**Given exercise**
Select each line in the records below that contains the word "suit", and reproduce every such line in full.

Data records
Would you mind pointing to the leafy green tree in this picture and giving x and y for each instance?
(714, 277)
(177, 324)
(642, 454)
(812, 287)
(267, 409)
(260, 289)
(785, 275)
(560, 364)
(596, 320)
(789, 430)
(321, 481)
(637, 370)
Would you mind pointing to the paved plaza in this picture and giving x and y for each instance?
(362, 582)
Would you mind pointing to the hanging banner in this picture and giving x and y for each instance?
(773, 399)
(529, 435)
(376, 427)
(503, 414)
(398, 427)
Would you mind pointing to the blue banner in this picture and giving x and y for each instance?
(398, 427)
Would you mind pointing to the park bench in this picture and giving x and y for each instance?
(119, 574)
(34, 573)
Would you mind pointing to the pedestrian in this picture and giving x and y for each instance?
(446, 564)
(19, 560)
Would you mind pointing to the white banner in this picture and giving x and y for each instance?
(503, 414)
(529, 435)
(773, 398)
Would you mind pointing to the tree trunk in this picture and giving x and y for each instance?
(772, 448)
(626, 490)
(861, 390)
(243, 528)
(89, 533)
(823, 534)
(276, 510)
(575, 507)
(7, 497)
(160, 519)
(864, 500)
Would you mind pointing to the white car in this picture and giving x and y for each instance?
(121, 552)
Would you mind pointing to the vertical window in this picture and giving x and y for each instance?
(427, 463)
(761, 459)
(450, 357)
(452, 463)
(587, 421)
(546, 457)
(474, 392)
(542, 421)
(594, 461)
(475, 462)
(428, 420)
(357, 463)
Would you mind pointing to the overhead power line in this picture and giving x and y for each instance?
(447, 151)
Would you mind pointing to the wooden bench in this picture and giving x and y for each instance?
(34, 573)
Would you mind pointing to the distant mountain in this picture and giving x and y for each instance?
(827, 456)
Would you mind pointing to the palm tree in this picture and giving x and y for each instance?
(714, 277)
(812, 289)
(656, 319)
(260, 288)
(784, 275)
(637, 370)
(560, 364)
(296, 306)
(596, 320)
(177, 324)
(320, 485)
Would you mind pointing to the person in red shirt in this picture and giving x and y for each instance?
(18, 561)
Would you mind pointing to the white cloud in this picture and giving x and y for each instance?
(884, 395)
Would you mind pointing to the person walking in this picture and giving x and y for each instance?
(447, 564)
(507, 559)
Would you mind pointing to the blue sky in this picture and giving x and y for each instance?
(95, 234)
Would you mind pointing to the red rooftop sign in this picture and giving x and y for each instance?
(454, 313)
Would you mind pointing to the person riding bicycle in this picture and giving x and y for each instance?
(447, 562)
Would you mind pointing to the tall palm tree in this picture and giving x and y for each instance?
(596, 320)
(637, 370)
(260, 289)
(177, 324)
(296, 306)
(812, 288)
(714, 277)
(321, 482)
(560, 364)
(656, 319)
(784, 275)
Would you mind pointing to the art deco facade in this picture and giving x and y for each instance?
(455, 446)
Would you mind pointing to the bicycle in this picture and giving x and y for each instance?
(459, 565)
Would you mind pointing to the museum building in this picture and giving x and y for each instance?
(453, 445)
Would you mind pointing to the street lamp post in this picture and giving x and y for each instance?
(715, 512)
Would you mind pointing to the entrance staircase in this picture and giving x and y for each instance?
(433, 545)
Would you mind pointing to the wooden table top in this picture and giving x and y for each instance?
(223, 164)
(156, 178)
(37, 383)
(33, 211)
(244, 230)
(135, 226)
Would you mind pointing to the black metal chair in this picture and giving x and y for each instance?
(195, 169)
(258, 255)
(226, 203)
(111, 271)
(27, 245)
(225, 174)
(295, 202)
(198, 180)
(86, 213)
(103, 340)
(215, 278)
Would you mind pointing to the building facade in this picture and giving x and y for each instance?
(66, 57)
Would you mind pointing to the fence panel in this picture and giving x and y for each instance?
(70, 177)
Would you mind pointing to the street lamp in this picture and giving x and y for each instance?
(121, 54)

* * *

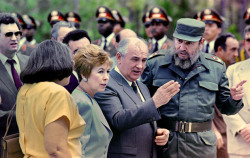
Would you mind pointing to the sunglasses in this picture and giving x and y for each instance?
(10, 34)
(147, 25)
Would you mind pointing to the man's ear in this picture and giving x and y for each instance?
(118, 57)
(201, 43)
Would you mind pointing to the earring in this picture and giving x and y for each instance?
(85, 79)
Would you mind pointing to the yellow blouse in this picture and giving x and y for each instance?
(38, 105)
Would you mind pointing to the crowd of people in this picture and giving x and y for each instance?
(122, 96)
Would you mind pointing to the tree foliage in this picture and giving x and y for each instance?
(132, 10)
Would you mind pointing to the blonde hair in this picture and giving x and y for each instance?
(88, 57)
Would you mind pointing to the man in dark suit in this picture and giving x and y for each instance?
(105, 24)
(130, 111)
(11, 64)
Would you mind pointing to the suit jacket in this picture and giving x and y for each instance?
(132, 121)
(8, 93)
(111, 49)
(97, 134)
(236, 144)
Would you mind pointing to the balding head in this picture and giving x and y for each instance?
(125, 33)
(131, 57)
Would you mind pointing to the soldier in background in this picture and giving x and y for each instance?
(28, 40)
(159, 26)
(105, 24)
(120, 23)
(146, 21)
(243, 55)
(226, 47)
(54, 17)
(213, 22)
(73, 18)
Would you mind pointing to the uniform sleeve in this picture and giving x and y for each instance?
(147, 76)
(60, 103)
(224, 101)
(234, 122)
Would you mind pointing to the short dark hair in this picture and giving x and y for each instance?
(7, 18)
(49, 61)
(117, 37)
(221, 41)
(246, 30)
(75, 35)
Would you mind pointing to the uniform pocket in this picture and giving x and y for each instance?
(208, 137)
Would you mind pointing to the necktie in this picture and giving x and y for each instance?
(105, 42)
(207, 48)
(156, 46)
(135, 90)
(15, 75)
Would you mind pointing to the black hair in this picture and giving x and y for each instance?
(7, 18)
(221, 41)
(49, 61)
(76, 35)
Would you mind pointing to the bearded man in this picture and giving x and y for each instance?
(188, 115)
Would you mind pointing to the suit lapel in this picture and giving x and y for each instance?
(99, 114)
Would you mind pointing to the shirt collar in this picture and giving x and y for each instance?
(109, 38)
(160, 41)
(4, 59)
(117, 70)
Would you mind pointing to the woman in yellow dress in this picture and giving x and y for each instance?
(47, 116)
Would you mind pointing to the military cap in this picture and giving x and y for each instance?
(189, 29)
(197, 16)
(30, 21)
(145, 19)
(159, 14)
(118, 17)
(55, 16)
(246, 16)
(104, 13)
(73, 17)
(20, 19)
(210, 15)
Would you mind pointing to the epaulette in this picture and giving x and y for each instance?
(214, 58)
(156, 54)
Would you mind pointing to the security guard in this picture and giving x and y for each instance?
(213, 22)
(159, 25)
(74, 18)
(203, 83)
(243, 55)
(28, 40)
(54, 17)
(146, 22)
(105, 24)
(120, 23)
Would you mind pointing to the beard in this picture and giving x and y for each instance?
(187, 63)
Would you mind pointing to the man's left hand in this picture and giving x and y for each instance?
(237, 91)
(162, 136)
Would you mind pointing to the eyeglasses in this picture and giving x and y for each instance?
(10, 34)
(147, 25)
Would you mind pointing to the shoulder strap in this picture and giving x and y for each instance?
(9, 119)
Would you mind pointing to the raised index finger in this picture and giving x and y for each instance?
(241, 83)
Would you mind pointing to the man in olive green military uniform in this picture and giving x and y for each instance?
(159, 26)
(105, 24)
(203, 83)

**Written response**
Would you mind pointing to the man in dark suit in this picture and giving x and y for each instance?
Would you mind pointing to the suit jacket in this picture and giving x and y for each instance?
Would you mind pointing to the suit lapel in this picture and giving x and y for each instance?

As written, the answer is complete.